==== Material provided

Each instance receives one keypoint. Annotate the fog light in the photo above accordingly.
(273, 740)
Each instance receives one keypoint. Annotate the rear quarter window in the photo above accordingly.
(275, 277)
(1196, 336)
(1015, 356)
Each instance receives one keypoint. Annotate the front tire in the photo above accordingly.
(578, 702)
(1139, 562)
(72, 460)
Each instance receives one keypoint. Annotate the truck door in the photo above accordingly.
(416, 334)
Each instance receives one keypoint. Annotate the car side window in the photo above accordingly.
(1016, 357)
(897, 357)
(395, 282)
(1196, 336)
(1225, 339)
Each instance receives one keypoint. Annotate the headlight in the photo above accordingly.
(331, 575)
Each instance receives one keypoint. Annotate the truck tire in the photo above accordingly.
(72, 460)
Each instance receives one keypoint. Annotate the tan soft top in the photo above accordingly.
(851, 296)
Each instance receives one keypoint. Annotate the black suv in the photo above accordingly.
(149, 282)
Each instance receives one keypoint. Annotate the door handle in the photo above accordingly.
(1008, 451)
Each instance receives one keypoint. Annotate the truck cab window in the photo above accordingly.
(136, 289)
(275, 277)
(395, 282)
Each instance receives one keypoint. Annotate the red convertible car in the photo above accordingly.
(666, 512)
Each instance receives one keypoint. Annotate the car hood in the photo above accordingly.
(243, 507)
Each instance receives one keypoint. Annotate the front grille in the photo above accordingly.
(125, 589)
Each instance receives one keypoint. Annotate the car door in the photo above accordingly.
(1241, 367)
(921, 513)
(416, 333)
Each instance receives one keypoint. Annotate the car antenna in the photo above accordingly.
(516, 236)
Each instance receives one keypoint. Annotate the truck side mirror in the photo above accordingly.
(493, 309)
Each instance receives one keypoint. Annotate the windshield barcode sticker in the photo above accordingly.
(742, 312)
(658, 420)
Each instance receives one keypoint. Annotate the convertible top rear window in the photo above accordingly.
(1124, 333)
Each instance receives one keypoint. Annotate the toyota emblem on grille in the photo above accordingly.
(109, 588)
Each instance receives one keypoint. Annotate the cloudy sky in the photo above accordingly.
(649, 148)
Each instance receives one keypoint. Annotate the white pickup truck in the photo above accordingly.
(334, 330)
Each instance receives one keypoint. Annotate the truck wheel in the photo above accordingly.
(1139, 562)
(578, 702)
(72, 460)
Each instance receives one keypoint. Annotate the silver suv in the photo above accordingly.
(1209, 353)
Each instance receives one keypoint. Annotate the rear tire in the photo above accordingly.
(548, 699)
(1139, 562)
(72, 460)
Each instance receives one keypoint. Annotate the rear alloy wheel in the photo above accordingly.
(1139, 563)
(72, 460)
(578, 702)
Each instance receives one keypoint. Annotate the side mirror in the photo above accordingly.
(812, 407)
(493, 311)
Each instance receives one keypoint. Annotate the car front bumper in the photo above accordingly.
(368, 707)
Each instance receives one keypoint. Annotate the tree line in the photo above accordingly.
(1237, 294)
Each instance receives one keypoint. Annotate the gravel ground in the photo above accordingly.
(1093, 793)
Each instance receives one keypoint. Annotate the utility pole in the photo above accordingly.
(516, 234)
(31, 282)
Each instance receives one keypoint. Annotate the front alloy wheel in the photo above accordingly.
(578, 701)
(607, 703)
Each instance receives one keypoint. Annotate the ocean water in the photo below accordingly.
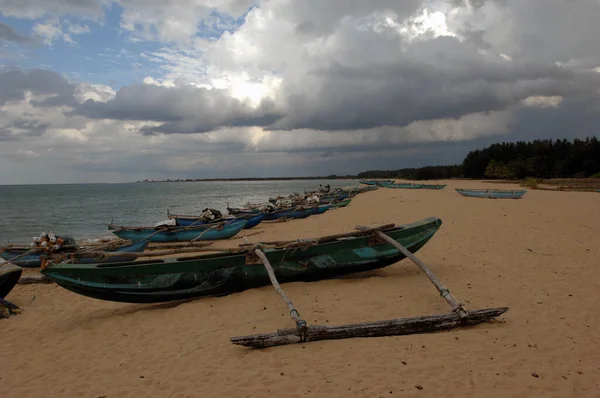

========

_Exercise description_
Without the pictures, copy all of the entries exactly as they appear.

_Exercise answer_
Each instance receives one keypoint. Annotate the fog light in the photo above accordingly.
(273, 740)
Each instance receives one keypoint. Annotate the rear quarter window in the photo above accordingly.
(275, 277)
(1196, 336)
(1015, 356)
Each instance receives one keypoint. Annotate the front tire in the photo above accordingly.
(578, 702)
(1139, 562)
(72, 460)
Each instance receives one keypoint. Annotate the truck door in the photo above accordingly.
(416, 334)
Each instance receives one keypoint. Annotate the car side window in the photo above accordingly.
(1016, 357)
(897, 357)
(395, 282)
(1196, 336)
(1225, 339)
Each instance receives one keypoint. Annotate the headlight in the photo above accordingly.
(331, 575)
Each instance receives one keypoint. Annotate the truck tire in the photo above accordingly.
(72, 460)
Each instance receives one keypoint. Annotate the tan soft top in the photo above accordingly.
(851, 296)
Each instance receives one keypoint. Annotate the black suv in the photo above accordingly.
(149, 282)
Each instance receives one keypoint. Annotate the door handle in the photo above accordingly.
(1008, 451)
Each instance receives one keypoint. Annotate the truck cab window in the photo above accordingly.
(136, 289)
(275, 277)
(395, 282)
Each instance receives one keypoint. Annotate the red convertible car in the photo above accordingly.
(666, 512)
Each instance receives one keypoint. Annotate the car hood in the photo above accordingly.
(243, 507)
Each instance receives one keypoint. Annotate the front grille in the photo above accordingly.
(125, 589)
Each instance receives one keypoint. Annotate the car door in the photo above accordingly.
(1241, 367)
(921, 513)
(416, 333)
Each instance receives one keypoint. Annotate the car antenna in the photo above accordingly.
(516, 236)
Each instance receives one keypoint. Annotate the truck side mirror in the photo above accordingly.
(493, 309)
Each instance receives one keypoint. Annotate the windshield barcode sticker in the photo above accordingly.
(742, 312)
(658, 420)
Each instance receives one keypoint. Annotate the convertible top rear window in the photo above accordingly.
(1124, 333)
Each instance receives one keypoint. Annotate the toyota emblem on grille in the photo above accordingly.
(109, 588)
Each instance receives one keypoint. Annotate the cloudy sky in the photo above accordingly.
(649, 148)
Each instance receives one keypoint. Annotate the white pickup truck in the photo above accordingly.
(334, 330)
Each instance receives one keypoint. Annotate the truck wheel in the photo above accordingly.
(1139, 562)
(578, 702)
(72, 460)
Each instance receives one keypoint. Annotate the silver suv in the photo above accordingly.
(1209, 353)
Each instance receives one keypoint. Annotate the rear tire in the photo above accordingly.
(548, 699)
(1139, 562)
(72, 460)
Each instance receives one keypoint. Annotate the rear alloy wheel in the photo above accordingly.
(1139, 563)
(72, 460)
(578, 702)
Each instance receives one keypoint. Annotate the side mirror in the photo above accordingly.
(812, 407)
(493, 311)
Each instance receives one keypoint. Annotate the car front bumper in the photo above accordingly.
(368, 707)
Each instance receives one keypoint. Annotate the tree line in the photo above accordingly.
(1237, 294)
Each instance receives one keypoint. Annotate the gravel ground in the photo above accordingly.
(1093, 793)
Each instance receives one keypoint. Annotate the utility pole in the photo above accordingly.
(516, 234)
(31, 282)
Each instance receives one keypoint. Annotate the front alloy wheel in the photo above accordingly.
(578, 701)
(607, 703)
Each instance receives one keypoint. Annotate the ocean water in the photo below accordingly.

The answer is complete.